Interview de Micheline Margotonne-Lise : Le Souffle du Lépidoptère et la promesse d’un deuxième opus

Dans le cadre de mon blog littéraire, j’ai eu le privilège d’interviewer Micheline Margotonne-Lise, auteure du roman de science-fiction post-apocalyptique Le Souffle du Lépidoptère : Chrysalides. Publié en 2025, ce premier tome propose une fresque dystopique où s’entrelacent écologie, politique, inégalités sociales et survie humaine.

Dans cette interview exclusive, la romancière revient sur les origines de son inspiration – entre fonte des glaces, menaces environnementales et effet papillon – et partage sa vision d’un futur où énergies renouvelables, comme l’éolien et le solaire, deviennent vitales pour l’humanité. Elle dévoile également ses choix narratifs, son attachement à des personnages comme Ama, Gowan ou Veeda, ainsi que quelques pistes sur la suite de la saga.

* _Liste_
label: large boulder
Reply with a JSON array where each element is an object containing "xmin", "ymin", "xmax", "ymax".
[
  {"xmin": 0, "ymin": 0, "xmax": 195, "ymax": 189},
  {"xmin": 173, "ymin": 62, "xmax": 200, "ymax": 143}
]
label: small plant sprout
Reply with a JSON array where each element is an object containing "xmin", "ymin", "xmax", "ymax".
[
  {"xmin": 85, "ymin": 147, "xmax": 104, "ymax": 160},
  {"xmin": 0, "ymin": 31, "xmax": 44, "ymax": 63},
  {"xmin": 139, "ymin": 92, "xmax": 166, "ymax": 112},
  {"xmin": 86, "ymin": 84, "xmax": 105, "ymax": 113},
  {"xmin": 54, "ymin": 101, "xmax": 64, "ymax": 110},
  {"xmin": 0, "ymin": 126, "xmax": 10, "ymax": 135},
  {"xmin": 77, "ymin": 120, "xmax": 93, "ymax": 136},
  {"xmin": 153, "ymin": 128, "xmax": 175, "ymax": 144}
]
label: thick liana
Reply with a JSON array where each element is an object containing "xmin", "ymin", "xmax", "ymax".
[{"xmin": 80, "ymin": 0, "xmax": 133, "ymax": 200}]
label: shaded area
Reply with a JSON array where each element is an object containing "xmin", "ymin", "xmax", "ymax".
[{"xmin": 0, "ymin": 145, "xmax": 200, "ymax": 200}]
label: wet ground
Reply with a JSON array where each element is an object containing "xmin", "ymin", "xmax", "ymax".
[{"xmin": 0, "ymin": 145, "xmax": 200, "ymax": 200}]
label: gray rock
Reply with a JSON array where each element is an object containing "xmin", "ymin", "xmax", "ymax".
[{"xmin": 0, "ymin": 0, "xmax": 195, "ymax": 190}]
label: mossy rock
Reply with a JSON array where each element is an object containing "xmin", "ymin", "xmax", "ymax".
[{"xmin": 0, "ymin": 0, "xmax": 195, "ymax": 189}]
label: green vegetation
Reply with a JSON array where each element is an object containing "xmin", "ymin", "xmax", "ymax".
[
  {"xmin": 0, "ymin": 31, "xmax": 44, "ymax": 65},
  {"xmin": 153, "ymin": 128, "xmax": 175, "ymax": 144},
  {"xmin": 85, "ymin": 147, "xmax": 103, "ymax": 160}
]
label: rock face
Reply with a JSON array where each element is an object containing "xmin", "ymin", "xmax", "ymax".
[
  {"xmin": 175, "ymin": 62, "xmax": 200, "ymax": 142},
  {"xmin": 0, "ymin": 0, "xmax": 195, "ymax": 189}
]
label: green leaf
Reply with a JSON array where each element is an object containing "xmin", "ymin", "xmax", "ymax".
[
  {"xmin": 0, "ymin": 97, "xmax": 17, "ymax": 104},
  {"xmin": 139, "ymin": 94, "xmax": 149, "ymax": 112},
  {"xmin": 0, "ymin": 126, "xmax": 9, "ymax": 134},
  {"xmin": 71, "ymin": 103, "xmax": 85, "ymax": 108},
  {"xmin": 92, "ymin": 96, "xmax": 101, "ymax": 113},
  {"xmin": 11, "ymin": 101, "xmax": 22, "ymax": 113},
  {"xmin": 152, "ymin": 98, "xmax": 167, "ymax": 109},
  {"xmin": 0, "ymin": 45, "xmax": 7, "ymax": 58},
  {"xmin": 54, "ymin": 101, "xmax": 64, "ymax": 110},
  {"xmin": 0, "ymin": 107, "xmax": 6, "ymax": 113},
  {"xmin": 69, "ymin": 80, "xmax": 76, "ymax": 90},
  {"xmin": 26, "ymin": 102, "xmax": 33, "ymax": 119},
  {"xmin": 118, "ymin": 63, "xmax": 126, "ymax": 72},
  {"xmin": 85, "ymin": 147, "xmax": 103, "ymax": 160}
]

* _Consigne_
Reproduis tel quel tout le texte, de « Dans cette interview » jusqu'à « de la saga. ». Les lignes sont un matériel à part, sans rapport avec le texte.

* _Réponse_
Dans cette interview exclusive, la romancière revient sur les origines de son inspiration – entre fonte des glaces, menaces environnementales et effet papillon – et partage sa vision d’un futur où énergies renouvelables, comme l’éolien et le solaire, deviennent vitales pour l’humanité. Elle dévoile également ses choix narratifs, son attachement à des personnages comme Ama, Gowan ou Veeda, ainsi que quelques pistes sur la suite de la saga.